Exercise objective>
In the text on blood-lead analysis, what was the elevated blood lead level when flame AA was first developed?

Page text>
###
The first part of this two-part feature focused on the link between lead toxicity and human disease and how anthropogenic sources of lead have contributed to the contamination of cannabis and hemp grown outdoors in the US. This second part looks at the role of ICP-MS and how its development and performance improvements have been a major factor in reducing blood-lead detection levels to improve our understanding of its toxicity impact on human health.


Routine monitoring of lead

There is no question that the routine monitoring of lead has had a huge impact in reducing the number of children with elevated blood levels. Lead assays were initially carried out using the dithizone colorimetric method, which was sensitive enough, but very slow and labor intensive. It became a little more automated when anodic stripping voltammetry was developed (1), but blood-lead analysis was not considered a truly routine method until AS techniques became available. Let us take a more detailed look at how improvements in atomic spectroscopy instrumentation detection capability have helped to lower the number of children with elevated blood lead levels, since atomic absorption was first commercialized in the early 1960s.


Flame AA

When FAA was first developed, the elevated level was 60 µg/dL. Even though this is equivalent to 600 parts per billion (ppb) of lead, which was well above the detection limit of ~20 ppb at the time, it struggled to meet this level when preparation and dilution of the blood samples was taken into consideration. This typically involved either dilution with a weak acid followed by centrifuging/filtering; or acid digestion followed by dilution and centrifuging/filtering. More recently dilution with a strong base like tetramethylammonium hydroxide (TMAH) and the addition of a surfactant to allow for easier aspiration has been used. When sample preparation was factored into the equation, the concentration of lead was reduced to 10-20 ppb – virtually the same as the FAA instrumental detection limit.
###
Data excerpts>
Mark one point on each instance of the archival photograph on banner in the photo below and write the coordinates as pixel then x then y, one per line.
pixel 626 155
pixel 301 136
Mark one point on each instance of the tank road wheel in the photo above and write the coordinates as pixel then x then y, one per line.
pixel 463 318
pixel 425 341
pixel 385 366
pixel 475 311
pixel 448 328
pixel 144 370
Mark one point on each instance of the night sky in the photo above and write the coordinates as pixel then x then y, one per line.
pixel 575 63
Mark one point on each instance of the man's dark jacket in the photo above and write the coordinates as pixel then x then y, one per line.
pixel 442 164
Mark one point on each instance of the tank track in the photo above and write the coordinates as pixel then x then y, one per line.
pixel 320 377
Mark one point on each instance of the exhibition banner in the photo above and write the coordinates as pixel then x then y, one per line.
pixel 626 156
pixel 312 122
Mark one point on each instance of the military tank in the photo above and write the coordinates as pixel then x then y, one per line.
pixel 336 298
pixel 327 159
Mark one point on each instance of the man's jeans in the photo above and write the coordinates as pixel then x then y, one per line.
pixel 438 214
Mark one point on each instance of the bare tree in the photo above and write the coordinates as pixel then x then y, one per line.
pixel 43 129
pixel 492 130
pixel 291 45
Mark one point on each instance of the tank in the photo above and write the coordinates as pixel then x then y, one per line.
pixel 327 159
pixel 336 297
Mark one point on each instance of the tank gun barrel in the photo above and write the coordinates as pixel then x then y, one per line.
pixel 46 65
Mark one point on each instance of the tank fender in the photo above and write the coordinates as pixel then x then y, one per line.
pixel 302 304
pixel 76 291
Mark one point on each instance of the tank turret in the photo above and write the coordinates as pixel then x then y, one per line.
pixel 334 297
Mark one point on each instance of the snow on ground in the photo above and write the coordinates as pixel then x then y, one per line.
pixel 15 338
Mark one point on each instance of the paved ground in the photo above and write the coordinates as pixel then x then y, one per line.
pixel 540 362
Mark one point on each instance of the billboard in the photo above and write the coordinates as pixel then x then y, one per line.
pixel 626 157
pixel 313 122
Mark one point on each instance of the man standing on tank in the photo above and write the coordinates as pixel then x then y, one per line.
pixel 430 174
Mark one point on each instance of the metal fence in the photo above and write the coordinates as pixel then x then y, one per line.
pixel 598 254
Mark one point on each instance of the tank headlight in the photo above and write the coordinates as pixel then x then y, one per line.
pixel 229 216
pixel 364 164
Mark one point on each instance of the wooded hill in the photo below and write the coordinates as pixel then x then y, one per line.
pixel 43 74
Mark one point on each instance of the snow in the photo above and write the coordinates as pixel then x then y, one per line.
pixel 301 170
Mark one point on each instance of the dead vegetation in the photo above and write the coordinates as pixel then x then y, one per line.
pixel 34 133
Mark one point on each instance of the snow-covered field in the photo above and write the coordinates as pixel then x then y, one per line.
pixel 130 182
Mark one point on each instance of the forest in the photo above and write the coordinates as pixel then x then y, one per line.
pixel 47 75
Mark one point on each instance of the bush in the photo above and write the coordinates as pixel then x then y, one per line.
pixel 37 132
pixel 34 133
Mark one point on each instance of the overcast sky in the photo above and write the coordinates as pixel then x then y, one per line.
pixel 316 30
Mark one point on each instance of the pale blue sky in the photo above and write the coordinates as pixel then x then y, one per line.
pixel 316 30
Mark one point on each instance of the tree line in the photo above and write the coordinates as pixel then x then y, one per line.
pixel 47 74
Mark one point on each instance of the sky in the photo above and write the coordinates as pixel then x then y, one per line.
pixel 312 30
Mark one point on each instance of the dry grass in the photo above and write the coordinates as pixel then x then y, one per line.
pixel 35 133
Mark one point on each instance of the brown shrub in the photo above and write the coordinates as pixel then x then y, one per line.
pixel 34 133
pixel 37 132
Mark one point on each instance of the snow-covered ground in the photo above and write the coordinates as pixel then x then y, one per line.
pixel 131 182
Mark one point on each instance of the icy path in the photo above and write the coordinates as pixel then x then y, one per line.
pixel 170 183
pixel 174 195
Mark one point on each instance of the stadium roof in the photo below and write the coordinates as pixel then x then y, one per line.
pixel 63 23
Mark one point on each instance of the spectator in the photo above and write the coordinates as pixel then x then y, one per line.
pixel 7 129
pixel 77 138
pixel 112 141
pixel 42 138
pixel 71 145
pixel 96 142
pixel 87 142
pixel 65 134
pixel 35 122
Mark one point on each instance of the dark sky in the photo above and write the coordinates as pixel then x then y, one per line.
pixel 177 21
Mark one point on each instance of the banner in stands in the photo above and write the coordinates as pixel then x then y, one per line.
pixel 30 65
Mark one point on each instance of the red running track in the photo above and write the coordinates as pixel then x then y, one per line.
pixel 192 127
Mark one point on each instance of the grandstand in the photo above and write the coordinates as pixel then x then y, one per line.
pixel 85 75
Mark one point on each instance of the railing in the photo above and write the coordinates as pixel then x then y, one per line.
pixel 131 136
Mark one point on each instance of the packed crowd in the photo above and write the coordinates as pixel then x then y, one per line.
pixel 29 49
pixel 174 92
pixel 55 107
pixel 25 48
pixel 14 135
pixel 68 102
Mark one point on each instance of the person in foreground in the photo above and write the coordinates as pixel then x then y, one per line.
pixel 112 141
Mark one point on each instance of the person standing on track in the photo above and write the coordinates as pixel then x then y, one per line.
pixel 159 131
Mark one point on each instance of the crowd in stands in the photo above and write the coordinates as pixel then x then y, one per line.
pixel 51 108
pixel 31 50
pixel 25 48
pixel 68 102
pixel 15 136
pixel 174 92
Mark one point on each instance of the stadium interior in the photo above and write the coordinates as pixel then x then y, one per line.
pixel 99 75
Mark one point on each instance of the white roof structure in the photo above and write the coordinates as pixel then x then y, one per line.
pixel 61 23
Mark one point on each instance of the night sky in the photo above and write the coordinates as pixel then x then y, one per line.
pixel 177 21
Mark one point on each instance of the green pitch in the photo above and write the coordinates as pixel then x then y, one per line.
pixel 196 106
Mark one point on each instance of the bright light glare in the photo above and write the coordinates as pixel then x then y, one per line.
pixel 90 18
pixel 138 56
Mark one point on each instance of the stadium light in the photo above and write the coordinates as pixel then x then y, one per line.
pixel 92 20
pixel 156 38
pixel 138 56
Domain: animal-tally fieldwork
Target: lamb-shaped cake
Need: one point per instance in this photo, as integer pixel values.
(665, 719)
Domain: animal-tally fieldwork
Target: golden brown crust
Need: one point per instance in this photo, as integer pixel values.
###
Output below>
60 µg/dL